TEXTE DE LA PAGE
··········
Louise Leygues
Je ne connaissais pas Louise. Nous avions une sensation commune, celle du son qui résonne dans nos corps. Nous avons voulu en écouter un autre, changer d’angle d’écoute. C’était une expérience, à deux, deux minutes, une seule fois.
Valentine Cotte
Mardi : J’ai demandé à Valentine de me partager la mémoire de ses mains. Elle m’a montré les gestes, au sol dans l’atelier. Avec la terre que je lui ai donnée, une terre rouge comme le cuir, elle a coupé un boudin, l’a soulevé et l’a projeté fermement sur le sol. La terre s’est étirée, d’un côté puis de l’autre, comme si elle s’écartelait en douceur. Comme on étirerait un muscle trop ferme. J’ai continué seule à manipuler la terre comme ses mains me l’avaient montré, pendant toute une journée dans une salle vide et carrée.
Mercredi : La caméra est en marche. Nos pieds nus, les colombins dorment au sol. Je soulève le drap noir qui les recouvre et Valentine en réveille un. Du long de ses bras elle soutient le poids lourd du corps de glaise, mou et fragile. Il est si long que quatre bras sont nécessaires. Chacune à un bout de la corde d’argile, on le déplace jusqu’au centre de la pièce. Le premier cercle se dessine. Je suis ses mouvements quand elle commence. Par-dessus, on dépose un par un les autre colombins. Je regarde ses mains qui écrasent la terre de l’intérieur pour souder chaque sédiment. Mes mains qui ne laissent pas la même trace qu’elle. Au deuxième passage on racle la terre pour l’uniformiser, sceller une fois de plus la construction. Au bout d’un moment, sans savoir comment ni quand, nos corps se sont synchronisés. On ne se déplace qu’en même temps, avec le même rythme, dans le même sens, en cercle autour de la terre qui comble le vide entre nous. Elle au Nord moi au Sud. Moi au Nord, elle au Sud. On ne se croise pas. On est face au miroir de nous-même. La forme semble se soulever seule. Le mouvement de nos corps m’hypnotise, j’ai l’impression de ne plus contrôler mes déplacements ni mes gestes, je suis prise dans un courant que la terre orchestre. La colonne est montée jusqu’à notre visage. Nos mains sont à la hauteur de nos têtes. Nous nous arrêtons là, elle ne montera pas plus haut, car comme nous, sa chair sent le poids de sa fatigue.
Janneke Van der Putten
On ferme les yeux. Placées à l’opposé dans la salle carrée, nos mains portent à nos bouches des pavillons de métal. J’attends un signal. Elle chante en premier, je chante la même note. On ne se voit pas, les yeux fermés, on se cherche. Chacune écoute le chant de l’autre qui se déplace dans la pièce vide. Le son est volatile, il cogne les murs, parfois il s’échappe au loin. Il disparait et réapparait, c’est plus rythmé maintenant. Quand je ne fais rien d’autre qu’écouter je devine ses gestes, et comme une parade, j’essaie de l’imiter, de reprendre ses mouvements. Avec son corps, elle me dit quelque chose que je ne vois que par les sons. Mon corps le répète pour qu’elle m’entende à son tour, qu’elle sache que j’ai compris. Ce déplacement de la voix quand on se rapproche l’une de l’autre est vertigineux. En ne voyant rien on devine tout. J’imagine la danse de nos deux corps, vus de l’extérieur. Faut-il réfléchir aux gestes, à cette image ? Non, ça ne fonctionne pas, l’énergie s’essouffle. On s’arrête, il est trop tard mes yeux sont ouverts.
··········
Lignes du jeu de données

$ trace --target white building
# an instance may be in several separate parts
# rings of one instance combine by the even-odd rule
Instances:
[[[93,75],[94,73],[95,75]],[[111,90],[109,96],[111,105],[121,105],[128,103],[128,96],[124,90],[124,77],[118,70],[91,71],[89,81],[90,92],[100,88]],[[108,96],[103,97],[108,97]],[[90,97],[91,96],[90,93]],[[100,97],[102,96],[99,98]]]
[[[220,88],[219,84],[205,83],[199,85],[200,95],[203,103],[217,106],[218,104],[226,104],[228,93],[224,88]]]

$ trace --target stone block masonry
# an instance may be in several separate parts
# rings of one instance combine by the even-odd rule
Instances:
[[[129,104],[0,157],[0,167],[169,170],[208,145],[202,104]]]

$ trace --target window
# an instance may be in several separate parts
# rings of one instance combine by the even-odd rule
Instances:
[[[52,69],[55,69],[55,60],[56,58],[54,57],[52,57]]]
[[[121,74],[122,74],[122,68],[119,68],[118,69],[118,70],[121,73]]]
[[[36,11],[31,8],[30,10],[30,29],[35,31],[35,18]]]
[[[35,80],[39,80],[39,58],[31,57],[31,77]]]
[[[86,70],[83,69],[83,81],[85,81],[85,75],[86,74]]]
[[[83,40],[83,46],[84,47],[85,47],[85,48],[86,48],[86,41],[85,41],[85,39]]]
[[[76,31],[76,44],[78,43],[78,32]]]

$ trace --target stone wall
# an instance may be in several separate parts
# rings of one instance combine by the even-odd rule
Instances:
··········
BUT DE L'EXERCICE
Renvoie mot pour mot le passage du texte de la page qui va de « Louise Leygues » à « une seule fois. ». La liste ne joue aucun rôle ici.

RÉSULTAT CI-DESSOUS
Louise Leygues
Je ne connaissais pas Louise. Nous avions une sensation commune, celle du son qui résonne dans nos corps. Nous avons voulu en écouter un autre, changer d’angle d’écoute. C’était une expérience, à deux, deux minutes, une seule fois.